## Instructions
[1] In the standard-of-review passage, what standard applies to the decision in the case?
[2] Count the lines of the entries that contain the string "covering", matching case exactly. Reply with the number alone.

## Quoted passage

--*--

A.  Standard of Review

[19]  The appropriate standard of review for the decision in this case is that of deferential reasonableness (McEvoy v Canada (Attorney General), 2013 FC 685 at para 39 [McEvoy], affirmed 2014 FCA 164; Schamborzki v Canada (Attorney General), 2015 FC 1262 at paras 30 and 31; Roopnauth v Canada (National Revenue), 2016 FC 1307 at para 18; Boucher v Canada (Attorney General), 2016 FC 546 at para 13; Attorney General of Canada v Allard, 2018 FCA 85 at paras 23 to 25 [Allard]).

[20]  The reasonableness standard tasks the Court with reviewing an administrative decision for “the existence of justification, transparency and intelligibility within the decision-making process” and determining “whether the decision falls within a range of possible, acceptable outcomes which are defensible in respect of the facts and law” (Dunsmuir v New Brunswick, 2008 SCC 9 at para 47). Those criteria are met if “the reasons allow the reviewing court to understand why the tribunal made its decision and permit it to determine whether the conclusion is within the range of acceptable outcomes” (Newfoundland and Labrador Nurses’ Union v Newfoundland and Labrador (Treasury Board), 2011 SCC 62 at para 16).

--*--

## Provided entries
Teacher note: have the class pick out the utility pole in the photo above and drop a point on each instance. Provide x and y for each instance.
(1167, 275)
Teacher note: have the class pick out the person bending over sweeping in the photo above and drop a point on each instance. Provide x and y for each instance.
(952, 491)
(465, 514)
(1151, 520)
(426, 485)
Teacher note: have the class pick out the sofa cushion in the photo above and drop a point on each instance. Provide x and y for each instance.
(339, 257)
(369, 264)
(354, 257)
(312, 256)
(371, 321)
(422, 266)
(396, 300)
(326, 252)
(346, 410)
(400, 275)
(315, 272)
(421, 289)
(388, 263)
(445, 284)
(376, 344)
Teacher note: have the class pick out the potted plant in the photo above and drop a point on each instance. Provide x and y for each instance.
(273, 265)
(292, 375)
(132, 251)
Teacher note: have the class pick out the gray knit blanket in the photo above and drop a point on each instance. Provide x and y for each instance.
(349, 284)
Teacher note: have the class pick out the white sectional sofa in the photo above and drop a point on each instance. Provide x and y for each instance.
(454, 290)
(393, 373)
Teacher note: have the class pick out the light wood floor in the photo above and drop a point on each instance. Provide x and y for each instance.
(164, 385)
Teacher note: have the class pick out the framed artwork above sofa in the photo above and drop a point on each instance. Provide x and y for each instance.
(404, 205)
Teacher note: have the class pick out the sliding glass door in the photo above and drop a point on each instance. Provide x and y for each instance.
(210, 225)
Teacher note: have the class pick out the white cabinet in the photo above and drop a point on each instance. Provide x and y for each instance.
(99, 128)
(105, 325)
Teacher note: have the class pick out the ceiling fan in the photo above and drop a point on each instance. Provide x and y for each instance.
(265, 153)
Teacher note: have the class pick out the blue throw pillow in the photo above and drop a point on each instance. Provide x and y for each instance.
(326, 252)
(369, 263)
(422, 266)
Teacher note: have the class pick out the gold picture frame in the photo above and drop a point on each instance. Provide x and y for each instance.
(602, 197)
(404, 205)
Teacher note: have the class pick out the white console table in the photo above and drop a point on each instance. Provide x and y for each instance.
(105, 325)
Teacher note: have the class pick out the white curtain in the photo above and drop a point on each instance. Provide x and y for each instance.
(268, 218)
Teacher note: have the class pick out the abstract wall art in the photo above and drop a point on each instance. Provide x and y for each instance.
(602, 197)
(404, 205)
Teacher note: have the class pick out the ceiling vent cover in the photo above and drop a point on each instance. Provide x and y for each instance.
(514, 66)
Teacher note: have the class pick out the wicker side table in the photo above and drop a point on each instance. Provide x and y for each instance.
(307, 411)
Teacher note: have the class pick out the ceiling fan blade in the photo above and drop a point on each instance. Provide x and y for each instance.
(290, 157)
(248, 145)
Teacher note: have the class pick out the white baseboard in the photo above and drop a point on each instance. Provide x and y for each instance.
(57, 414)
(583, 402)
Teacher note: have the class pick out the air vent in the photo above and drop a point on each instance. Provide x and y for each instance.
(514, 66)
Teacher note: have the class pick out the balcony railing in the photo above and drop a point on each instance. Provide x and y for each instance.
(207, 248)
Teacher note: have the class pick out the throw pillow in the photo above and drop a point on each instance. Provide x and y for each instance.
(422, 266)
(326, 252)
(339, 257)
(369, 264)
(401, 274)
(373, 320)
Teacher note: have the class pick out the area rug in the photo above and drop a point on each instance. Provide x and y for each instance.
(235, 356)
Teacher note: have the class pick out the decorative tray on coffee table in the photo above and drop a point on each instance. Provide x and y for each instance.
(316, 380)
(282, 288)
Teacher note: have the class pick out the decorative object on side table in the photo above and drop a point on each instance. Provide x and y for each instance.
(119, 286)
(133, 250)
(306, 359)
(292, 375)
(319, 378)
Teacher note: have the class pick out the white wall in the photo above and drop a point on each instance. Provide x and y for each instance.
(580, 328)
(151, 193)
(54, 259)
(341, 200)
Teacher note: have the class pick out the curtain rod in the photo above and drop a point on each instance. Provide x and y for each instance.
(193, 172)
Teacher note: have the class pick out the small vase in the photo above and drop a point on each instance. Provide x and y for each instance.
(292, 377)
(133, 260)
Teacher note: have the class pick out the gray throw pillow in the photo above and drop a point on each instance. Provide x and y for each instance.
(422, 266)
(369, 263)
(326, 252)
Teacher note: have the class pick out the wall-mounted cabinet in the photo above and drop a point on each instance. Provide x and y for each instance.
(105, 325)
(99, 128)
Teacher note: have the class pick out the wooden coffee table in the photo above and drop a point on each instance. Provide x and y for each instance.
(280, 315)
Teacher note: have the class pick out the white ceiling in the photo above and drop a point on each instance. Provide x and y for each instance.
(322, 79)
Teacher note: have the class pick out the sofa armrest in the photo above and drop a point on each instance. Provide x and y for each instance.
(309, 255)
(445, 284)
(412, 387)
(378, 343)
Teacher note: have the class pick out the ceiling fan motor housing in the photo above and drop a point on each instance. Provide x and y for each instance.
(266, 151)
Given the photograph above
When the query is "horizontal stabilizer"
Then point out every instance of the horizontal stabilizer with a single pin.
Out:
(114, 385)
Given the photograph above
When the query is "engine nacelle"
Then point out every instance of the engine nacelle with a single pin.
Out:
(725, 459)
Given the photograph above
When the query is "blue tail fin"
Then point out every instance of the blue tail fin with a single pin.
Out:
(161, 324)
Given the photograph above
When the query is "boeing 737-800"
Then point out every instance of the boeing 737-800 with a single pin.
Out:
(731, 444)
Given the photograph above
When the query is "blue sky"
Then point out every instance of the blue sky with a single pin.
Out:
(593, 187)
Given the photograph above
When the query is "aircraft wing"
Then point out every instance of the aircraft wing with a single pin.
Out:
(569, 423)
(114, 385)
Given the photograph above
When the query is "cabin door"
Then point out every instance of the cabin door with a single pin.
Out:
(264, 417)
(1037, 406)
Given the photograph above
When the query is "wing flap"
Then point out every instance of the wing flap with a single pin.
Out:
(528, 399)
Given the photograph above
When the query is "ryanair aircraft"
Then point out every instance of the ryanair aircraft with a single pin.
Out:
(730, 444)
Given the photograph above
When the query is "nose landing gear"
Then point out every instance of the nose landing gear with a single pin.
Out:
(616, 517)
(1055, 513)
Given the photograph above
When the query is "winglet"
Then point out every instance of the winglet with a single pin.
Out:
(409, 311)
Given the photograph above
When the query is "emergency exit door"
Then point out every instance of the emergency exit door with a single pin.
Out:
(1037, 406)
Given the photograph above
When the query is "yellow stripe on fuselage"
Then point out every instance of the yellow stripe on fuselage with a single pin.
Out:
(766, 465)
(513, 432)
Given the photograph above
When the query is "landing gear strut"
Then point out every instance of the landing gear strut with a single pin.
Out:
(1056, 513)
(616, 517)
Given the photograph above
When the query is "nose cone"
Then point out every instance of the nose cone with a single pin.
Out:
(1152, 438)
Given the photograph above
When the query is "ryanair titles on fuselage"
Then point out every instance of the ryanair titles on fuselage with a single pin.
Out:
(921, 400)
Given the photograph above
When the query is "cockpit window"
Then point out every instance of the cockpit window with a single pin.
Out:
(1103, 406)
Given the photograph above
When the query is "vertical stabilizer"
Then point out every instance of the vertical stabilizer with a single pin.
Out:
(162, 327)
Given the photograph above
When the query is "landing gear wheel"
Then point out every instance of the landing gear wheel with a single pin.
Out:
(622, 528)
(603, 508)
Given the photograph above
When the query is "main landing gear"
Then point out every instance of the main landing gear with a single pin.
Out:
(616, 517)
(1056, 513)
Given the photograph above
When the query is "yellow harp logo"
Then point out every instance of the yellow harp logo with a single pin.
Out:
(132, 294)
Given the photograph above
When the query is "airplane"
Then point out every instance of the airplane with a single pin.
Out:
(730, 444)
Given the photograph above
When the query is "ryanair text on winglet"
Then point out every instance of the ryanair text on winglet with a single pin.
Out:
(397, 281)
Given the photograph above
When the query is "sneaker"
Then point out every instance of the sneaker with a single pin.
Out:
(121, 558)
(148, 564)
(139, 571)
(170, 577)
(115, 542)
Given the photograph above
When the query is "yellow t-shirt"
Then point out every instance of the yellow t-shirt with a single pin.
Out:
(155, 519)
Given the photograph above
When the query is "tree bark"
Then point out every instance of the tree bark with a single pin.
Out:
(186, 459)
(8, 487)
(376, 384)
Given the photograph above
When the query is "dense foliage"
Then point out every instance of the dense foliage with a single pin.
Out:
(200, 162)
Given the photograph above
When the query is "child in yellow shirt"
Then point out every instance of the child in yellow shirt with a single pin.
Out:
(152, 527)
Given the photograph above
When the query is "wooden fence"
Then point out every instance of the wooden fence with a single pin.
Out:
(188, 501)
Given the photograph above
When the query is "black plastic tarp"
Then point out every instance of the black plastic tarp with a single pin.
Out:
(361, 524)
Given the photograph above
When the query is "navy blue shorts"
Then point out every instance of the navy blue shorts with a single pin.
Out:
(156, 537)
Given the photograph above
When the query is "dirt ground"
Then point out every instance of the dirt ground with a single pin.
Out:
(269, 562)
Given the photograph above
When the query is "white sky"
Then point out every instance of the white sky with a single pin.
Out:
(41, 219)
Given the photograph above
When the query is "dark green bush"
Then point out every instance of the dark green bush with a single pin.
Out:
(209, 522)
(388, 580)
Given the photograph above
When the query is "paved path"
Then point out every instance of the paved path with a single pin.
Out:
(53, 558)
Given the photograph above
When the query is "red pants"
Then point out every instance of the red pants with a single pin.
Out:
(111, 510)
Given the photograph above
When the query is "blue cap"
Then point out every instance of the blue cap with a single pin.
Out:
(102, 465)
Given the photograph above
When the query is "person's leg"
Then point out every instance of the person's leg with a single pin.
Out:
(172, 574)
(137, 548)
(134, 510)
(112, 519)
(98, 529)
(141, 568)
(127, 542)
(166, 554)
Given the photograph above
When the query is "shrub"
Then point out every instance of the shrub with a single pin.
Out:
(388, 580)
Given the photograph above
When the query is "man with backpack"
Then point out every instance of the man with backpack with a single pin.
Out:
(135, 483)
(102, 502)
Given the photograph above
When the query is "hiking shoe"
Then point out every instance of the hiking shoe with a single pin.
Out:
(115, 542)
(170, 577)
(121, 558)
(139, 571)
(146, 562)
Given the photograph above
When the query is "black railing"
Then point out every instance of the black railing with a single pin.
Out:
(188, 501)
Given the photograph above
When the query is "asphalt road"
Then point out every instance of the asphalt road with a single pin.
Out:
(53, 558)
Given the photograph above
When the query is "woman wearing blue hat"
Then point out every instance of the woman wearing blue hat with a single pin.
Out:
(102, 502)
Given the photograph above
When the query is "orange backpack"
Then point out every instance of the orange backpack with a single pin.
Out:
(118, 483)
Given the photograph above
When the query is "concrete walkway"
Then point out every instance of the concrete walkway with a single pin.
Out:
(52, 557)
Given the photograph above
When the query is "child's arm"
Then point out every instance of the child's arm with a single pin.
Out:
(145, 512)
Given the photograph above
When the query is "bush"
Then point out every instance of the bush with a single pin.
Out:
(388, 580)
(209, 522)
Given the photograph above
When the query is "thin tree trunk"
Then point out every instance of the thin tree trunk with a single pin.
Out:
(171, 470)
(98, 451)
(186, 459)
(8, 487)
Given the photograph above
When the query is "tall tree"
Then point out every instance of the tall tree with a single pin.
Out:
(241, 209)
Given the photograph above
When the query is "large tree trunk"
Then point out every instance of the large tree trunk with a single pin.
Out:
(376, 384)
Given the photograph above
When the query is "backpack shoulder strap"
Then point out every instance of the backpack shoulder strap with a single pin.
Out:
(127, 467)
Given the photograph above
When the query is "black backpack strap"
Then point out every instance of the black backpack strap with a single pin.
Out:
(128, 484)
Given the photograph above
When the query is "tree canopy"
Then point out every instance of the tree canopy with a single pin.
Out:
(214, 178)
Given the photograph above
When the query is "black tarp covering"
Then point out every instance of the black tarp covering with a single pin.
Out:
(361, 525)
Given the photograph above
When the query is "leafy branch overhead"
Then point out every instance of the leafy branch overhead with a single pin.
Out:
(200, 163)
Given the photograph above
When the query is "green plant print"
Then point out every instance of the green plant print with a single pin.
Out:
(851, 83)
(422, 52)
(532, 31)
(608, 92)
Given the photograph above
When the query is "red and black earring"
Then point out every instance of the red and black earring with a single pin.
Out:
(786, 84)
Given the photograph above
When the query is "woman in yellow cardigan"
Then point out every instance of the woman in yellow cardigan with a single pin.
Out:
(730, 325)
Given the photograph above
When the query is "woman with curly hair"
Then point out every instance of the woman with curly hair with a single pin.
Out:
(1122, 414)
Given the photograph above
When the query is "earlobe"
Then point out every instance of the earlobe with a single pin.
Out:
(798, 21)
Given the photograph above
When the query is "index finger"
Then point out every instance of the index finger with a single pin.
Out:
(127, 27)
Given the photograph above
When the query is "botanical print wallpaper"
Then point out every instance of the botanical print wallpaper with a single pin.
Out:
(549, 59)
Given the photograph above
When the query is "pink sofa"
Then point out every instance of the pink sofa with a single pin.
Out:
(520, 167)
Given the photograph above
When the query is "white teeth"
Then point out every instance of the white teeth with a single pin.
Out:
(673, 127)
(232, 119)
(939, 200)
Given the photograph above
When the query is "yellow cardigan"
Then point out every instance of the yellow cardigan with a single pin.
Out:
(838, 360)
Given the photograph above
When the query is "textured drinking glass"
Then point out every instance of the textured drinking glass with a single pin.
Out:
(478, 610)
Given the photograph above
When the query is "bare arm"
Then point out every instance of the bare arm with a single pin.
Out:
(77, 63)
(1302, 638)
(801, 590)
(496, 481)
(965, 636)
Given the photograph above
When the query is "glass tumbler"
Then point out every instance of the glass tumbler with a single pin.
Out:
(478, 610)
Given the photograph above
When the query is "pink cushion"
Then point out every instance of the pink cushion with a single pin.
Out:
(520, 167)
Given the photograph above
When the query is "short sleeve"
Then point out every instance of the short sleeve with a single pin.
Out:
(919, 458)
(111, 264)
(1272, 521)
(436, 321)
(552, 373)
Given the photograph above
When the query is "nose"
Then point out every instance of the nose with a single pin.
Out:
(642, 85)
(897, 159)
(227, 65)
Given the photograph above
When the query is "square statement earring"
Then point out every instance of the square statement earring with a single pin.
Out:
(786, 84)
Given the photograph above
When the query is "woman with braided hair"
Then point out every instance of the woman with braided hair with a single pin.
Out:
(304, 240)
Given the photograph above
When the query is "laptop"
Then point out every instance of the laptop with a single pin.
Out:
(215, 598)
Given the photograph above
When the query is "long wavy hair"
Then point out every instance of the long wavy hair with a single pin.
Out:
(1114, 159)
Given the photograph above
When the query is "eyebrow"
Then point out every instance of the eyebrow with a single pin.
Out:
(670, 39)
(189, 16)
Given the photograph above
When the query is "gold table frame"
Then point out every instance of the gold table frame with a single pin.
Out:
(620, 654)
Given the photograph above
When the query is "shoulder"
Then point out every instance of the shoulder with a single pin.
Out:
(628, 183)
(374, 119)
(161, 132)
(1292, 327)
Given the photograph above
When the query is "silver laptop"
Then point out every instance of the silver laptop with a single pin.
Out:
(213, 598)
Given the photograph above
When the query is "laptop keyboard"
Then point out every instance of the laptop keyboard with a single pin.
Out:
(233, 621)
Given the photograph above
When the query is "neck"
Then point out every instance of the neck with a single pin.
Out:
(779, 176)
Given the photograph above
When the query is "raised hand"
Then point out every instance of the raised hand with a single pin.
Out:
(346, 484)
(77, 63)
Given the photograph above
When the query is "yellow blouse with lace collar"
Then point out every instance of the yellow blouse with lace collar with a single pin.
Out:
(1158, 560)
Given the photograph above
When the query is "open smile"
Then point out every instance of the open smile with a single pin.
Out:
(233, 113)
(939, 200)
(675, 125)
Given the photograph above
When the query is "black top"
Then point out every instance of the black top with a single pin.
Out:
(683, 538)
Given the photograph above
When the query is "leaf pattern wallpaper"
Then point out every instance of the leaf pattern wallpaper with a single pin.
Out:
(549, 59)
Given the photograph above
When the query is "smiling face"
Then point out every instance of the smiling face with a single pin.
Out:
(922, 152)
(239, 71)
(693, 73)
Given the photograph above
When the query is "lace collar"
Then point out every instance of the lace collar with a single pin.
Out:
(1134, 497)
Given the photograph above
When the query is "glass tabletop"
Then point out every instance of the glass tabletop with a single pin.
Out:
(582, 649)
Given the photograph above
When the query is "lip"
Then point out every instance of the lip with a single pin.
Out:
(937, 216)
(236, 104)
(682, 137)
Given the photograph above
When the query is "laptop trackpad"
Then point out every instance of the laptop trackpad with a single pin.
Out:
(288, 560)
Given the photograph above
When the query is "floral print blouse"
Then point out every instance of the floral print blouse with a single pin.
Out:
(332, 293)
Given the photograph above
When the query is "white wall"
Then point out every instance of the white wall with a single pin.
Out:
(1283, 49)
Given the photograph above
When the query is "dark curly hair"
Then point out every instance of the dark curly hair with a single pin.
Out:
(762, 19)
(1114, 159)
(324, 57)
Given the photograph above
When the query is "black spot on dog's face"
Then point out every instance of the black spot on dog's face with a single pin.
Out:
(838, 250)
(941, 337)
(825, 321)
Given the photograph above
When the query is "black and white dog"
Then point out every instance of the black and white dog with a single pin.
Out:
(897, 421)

--*--

## Problem solutions
[1] Deferential reasonableness.

[2] 2